◆ Compito da svolgere
Nel testo sull'olivicoltura, a quanto ammonterebbe, secondo i calcoli di Coldiretti, il tracollo di valore già provocato dalla pandemia per il solo olio di oliva italiano?

◆ Testo da analizzare
Olivicoltura senza pace. Dopo la Xylella, adesso anche Covid-19 e Donald Trump
Stando ad alcuni calcoli effettuati da Coldiretti, la pandemia avrebbe già provocato un tracollo del valore di circa due miliardi solo per l’olio di oliva italiano.
Olivicoltura e olio in crisi. Anzi, in doppia crisi. E pensare che proprio l’olivo rappresenta una di quelle coltivazioni che, molto più di altre, rappresentano il meglio della produzione agroalimentare nazionale. Una situazione che inizia a pesare, anche drammaticamente in alcuni casi, sui destini del comparto che se da una parte riesce ancora a produrre una qualità eccelsa, dall’altra fa i conti con strutture produttive spesso frammentate e deboli.

(Voci salvate)
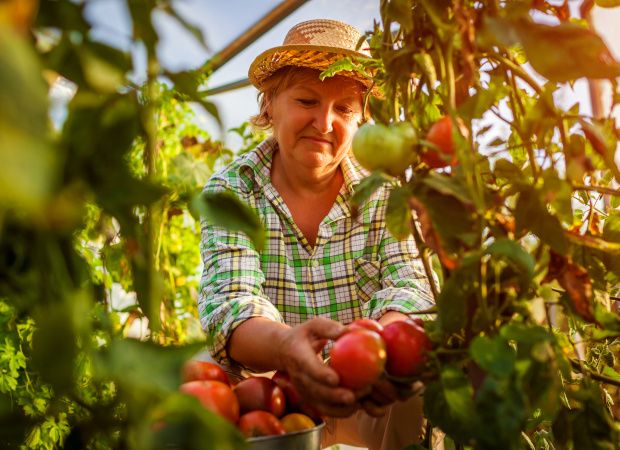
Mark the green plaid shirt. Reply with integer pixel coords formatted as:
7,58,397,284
198,140,433,362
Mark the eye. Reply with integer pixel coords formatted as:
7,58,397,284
296,98,316,106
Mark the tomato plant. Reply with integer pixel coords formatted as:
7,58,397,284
382,320,431,377
179,380,240,424
271,370,302,412
420,117,456,169
182,359,230,386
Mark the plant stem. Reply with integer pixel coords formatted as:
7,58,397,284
569,358,620,387
411,215,439,304
142,52,161,336
573,184,620,196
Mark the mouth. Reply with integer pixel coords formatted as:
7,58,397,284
302,136,332,145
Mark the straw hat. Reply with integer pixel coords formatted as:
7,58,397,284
248,19,378,95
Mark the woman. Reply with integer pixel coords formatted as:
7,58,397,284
199,20,432,449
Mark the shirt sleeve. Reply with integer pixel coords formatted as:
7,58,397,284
198,183,284,364
364,220,435,320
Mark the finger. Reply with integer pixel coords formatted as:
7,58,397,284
362,400,386,417
299,355,340,387
302,317,346,339
372,380,398,404
316,404,358,417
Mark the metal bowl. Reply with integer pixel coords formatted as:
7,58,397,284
247,422,325,450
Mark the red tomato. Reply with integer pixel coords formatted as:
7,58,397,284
179,380,239,423
237,411,285,437
329,329,386,390
383,320,431,377
271,370,301,412
181,359,230,386
420,116,457,169
234,377,286,417
347,319,383,335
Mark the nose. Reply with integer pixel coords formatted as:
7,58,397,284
313,105,336,134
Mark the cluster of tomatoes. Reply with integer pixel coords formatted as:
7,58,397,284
180,360,320,437
180,319,431,437
353,116,460,176
329,319,431,390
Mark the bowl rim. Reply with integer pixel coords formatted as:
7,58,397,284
246,421,325,443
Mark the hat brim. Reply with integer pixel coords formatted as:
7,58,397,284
248,44,381,96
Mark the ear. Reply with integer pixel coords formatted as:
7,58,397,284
265,94,273,121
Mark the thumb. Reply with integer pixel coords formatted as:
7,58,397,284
306,317,346,339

◆ Risposta all'esercizio
A circa due miliardi.